Data extract:
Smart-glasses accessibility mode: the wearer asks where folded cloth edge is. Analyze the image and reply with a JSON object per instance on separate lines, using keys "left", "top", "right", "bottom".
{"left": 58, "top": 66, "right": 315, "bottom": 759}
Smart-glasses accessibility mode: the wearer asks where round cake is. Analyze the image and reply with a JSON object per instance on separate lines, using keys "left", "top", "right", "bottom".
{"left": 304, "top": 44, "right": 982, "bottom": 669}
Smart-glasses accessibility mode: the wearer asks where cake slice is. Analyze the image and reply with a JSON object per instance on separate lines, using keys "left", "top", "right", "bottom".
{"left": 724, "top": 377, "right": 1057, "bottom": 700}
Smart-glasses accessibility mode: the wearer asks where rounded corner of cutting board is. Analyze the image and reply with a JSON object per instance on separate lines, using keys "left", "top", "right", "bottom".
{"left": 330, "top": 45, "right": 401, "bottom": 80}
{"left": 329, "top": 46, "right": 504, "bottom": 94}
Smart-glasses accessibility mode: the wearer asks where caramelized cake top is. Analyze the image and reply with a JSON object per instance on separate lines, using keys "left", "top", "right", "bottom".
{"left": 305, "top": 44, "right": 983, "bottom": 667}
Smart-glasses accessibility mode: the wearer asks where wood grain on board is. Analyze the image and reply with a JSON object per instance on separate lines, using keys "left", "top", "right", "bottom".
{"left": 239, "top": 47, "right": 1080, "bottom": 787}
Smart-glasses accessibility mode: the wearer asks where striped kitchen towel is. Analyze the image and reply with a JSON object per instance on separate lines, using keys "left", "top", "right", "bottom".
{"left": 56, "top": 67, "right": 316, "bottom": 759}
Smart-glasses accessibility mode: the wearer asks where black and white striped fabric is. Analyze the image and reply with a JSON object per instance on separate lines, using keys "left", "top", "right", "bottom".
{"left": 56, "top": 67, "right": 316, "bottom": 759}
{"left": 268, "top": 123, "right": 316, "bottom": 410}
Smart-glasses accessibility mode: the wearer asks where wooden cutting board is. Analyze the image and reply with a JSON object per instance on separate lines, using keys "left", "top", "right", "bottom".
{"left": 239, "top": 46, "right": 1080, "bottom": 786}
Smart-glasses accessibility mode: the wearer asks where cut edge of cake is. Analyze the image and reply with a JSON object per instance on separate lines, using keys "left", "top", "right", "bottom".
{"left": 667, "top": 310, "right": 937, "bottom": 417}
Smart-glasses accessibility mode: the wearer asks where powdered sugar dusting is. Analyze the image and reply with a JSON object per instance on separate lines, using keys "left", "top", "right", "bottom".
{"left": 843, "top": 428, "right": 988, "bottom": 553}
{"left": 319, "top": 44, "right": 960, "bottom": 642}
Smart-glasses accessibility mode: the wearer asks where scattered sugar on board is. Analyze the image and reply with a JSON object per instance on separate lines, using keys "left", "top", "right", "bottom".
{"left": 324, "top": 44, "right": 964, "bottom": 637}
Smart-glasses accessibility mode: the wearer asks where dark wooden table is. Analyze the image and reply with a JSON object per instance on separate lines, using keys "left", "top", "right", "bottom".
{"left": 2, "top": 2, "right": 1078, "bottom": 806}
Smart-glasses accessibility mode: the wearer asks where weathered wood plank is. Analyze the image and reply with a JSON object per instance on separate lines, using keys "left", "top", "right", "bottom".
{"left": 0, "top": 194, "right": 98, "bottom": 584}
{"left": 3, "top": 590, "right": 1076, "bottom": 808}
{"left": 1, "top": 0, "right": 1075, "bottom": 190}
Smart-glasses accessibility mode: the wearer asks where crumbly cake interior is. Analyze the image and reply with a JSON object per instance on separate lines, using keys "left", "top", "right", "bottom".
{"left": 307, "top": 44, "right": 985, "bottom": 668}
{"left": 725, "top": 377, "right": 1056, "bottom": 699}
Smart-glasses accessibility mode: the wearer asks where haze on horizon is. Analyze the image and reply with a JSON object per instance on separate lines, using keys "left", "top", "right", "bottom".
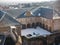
{"left": 0, "top": 0, "right": 55, "bottom": 3}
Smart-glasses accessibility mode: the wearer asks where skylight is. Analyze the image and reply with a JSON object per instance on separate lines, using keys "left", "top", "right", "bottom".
{"left": 31, "top": 12, "right": 33, "bottom": 15}
{"left": 38, "top": 13, "right": 41, "bottom": 16}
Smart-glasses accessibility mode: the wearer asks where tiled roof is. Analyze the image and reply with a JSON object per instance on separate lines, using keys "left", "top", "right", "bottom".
{"left": 16, "top": 11, "right": 37, "bottom": 18}
{"left": 30, "top": 7, "right": 54, "bottom": 19}
{"left": 32, "top": 7, "right": 60, "bottom": 19}
{"left": 17, "top": 7, "right": 54, "bottom": 19}
{"left": 0, "top": 11, "right": 20, "bottom": 27}
{"left": 0, "top": 11, "right": 4, "bottom": 19}
{"left": 4, "top": 7, "right": 58, "bottom": 19}
{"left": 16, "top": 11, "right": 26, "bottom": 18}
{"left": 31, "top": 8, "right": 41, "bottom": 16}
{"left": 40, "top": 8, "right": 53, "bottom": 19}
{"left": 16, "top": 7, "right": 38, "bottom": 18}
{"left": 3, "top": 9, "right": 26, "bottom": 18}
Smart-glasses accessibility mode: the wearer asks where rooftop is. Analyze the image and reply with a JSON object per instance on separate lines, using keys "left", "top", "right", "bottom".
{"left": 4, "top": 7, "right": 60, "bottom": 19}
{"left": 0, "top": 10, "right": 20, "bottom": 27}
{"left": 16, "top": 7, "right": 54, "bottom": 19}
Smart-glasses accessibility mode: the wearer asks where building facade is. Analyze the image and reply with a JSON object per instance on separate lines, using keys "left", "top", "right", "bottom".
{"left": 4, "top": 7, "right": 60, "bottom": 45}
{"left": 16, "top": 7, "right": 60, "bottom": 32}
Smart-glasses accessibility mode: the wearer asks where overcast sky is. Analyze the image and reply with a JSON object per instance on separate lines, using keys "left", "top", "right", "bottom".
{"left": 0, "top": 0, "right": 55, "bottom": 3}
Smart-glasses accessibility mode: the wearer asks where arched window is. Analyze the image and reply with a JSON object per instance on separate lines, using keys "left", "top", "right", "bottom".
{"left": 39, "top": 23, "right": 42, "bottom": 27}
{"left": 27, "top": 24, "right": 31, "bottom": 28}
{"left": 32, "top": 23, "right": 36, "bottom": 28}
{"left": 43, "top": 24, "right": 46, "bottom": 29}
{"left": 36, "top": 22, "right": 40, "bottom": 27}
{"left": 49, "top": 27, "right": 51, "bottom": 32}
{"left": 45, "top": 25, "right": 48, "bottom": 30}
{"left": 42, "top": 24, "right": 45, "bottom": 29}
{"left": 22, "top": 24, "right": 26, "bottom": 29}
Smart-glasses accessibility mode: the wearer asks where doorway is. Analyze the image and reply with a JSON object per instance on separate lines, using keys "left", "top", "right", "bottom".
{"left": 32, "top": 23, "right": 36, "bottom": 28}
{"left": 27, "top": 24, "right": 31, "bottom": 28}
{"left": 22, "top": 24, "right": 26, "bottom": 29}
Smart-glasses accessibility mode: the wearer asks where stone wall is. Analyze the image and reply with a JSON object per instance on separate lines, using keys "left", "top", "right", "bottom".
{"left": 22, "top": 37, "right": 44, "bottom": 45}
{"left": 17, "top": 17, "right": 53, "bottom": 31}
{"left": 17, "top": 16, "right": 60, "bottom": 32}
{"left": 0, "top": 27, "right": 10, "bottom": 32}
{"left": 37, "top": 17, "right": 53, "bottom": 32}
{"left": 53, "top": 19, "right": 60, "bottom": 31}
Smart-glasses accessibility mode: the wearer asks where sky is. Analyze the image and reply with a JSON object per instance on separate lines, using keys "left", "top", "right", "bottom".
{"left": 0, "top": 0, "right": 55, "bottom": 3}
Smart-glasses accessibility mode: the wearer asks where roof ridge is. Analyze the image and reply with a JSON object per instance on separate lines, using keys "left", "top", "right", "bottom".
{"left": 54, "top": 9, "right": 60, "bottom": 15}
{"left": 6, "top": 12, "right": 21, "bottom": 25}
{"left": 0, "top": 12, "right": 6, "bottom": 22}
{"left": 30, "top": 6, "right": 40, "bottom": 12}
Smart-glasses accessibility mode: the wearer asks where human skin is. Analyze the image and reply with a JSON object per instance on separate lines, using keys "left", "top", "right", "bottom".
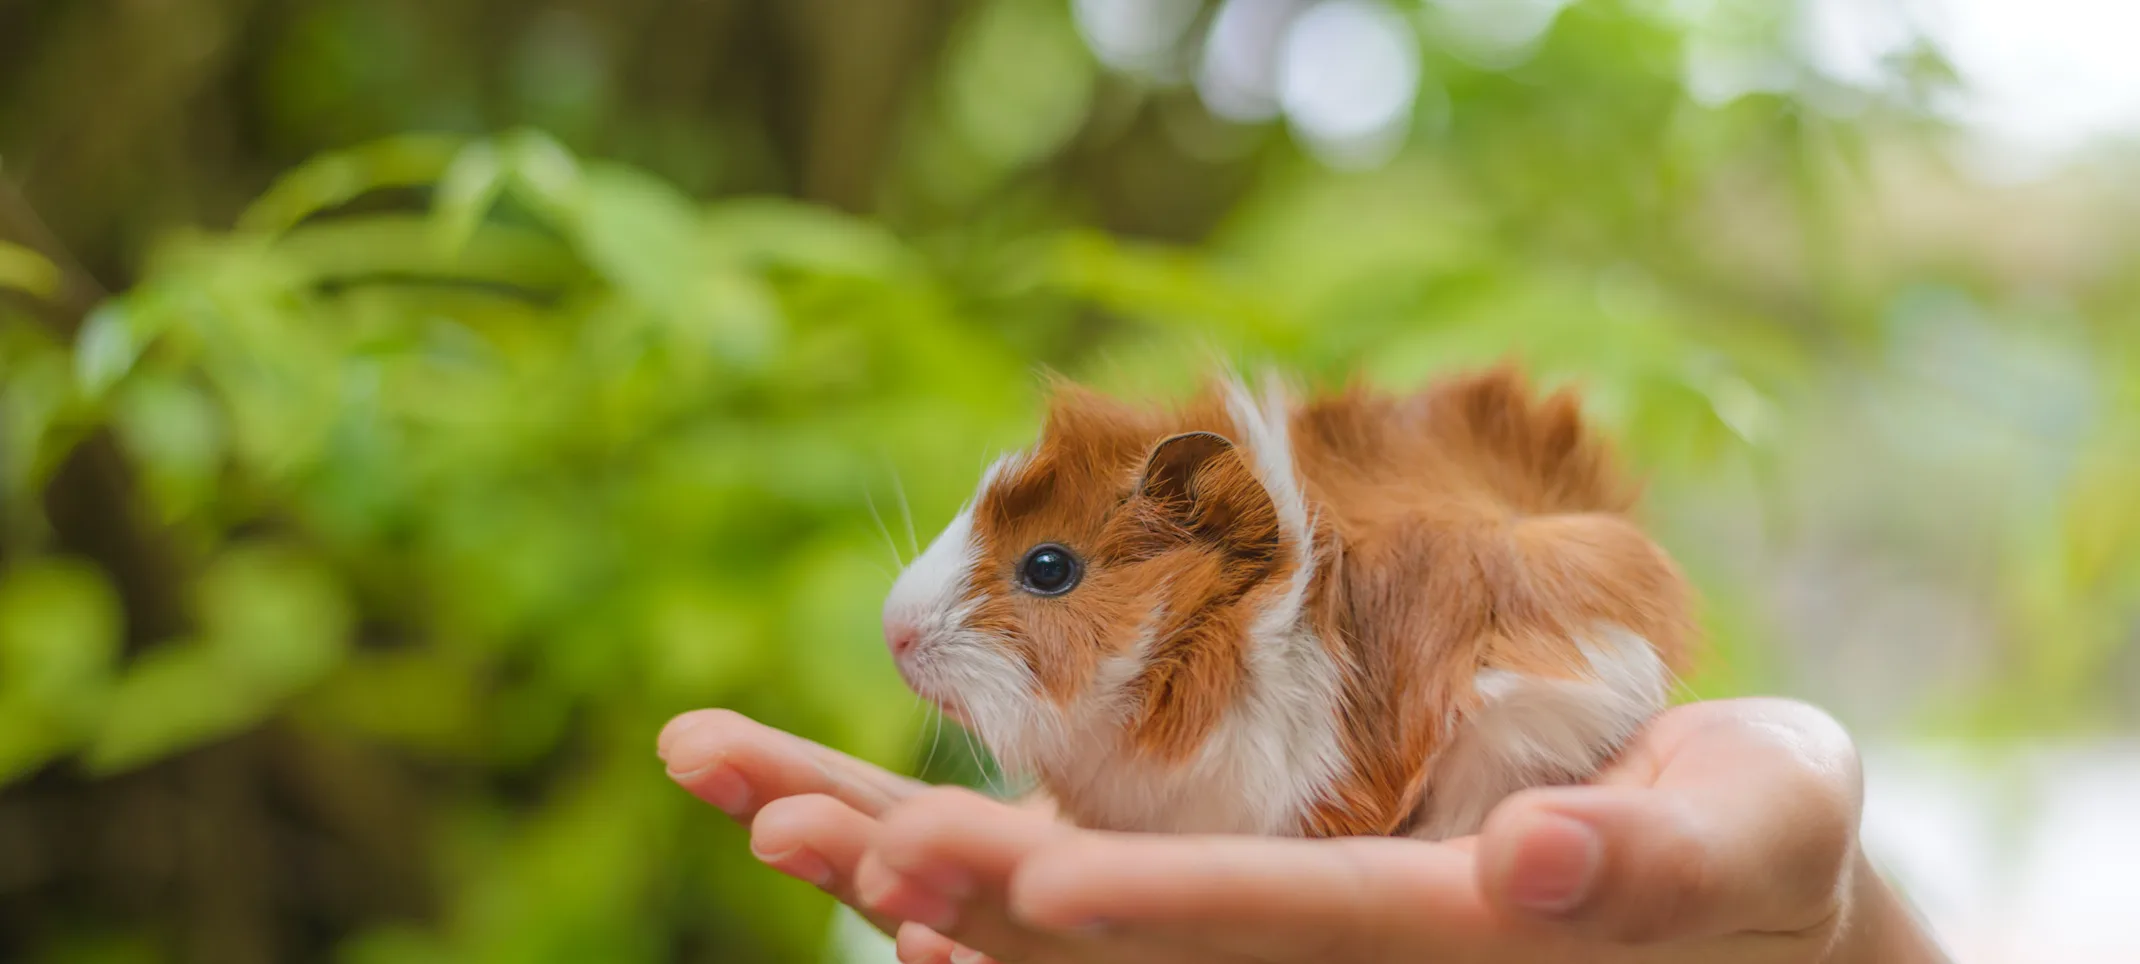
{"left": 657, "top": 698, "right": 1954, "bottom": 964}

Work required: When you reach the line that contains "Smart-glasses accessibility mode: the wearer asks where stone", start reproducing, and continue word for word to the end of the records; skip all pictures.

Task solution:
Smart-glasses accessibility mode: the wearer asks where stone wall is. Analyze the image and reply with a JSON object per instance on separate lines, using keys "left", "top", "right", "bottom".
{"left": 22, "top": 37, "right": 44, "bottom": 45}
{"left": 17, "top": 17, "right": 53, "bottom": 31}
{"left": 17, "top": 16, "right": 60, "bottom": 32}
{"left": 0, "top": 27, "right": 10, "bottom": 32}
{"left": 37, "top": 17, "right": 53, "bottom": 32}
{"left": 53, "top": 19, "right": 60, "bottom": 31}
Smart-glasses accessibility mode: the wearer asks where sky is. Analyze the image and reply with a JSON object per instance on separate lines, using keys "left", "top", "right", "bottom".
{"left": 0, "top": 0, "right": 55, "bottom": 3}
Smart-glasses accessibility mode: the wearer asks where roof ridge is. Analyze the image and reply with a JSON object per instance on separate lines, using keys "left", "top", "right", "bottom".
{"left": 54, "top": 9, "right": 60, "bottom": 15}
{"left": 6, "top": 12, "right": 21, "bottom": 25}
{"left": 0, "top": 12, "right": 6, "bottom": 22}
{"left": 30, "top": 6, "right": 40, "bottom": 12}
Smart-glasses accessibility mode: the wearer asks where human skin is. Analyze the image and reply with a JSON object per instance on separate lines, using keys "left", "top", "right", "bottom".
{"left": 657, "top": 698, "right": 1954, "bottom": 964}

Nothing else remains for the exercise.